§ **Supplied information**
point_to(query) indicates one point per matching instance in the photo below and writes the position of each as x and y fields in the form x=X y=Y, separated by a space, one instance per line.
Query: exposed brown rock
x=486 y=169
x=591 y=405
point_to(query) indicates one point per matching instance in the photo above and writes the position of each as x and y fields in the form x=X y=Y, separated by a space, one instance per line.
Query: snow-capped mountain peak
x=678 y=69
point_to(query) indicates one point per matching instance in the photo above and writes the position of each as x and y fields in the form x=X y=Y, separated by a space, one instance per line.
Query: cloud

§ **The problem**
This exercise requires an exact copy of all the records.

§ **Solved problem**
point_to(query) indicates one point per matching instance in the photo below and writes the position of each as x and y fields in the form x=X y=Y, separated by a space, one instance per line.
Query: exposed brown rock
x=486 y=169
x=591 y=405
point_to(query) indicates one point per matching instance in the photo above and writes the position of each as x and y fields in the form x=X y=Y, separated by a space, one instance per line.
Query: snow-capped mountain peak
x=678 y=69
point_to(query) indicates one point per matching instance in the photo above and writes the position of each as x and y fields in the form x=X y=Y, separated by a space, one instance per line.
Query: cloud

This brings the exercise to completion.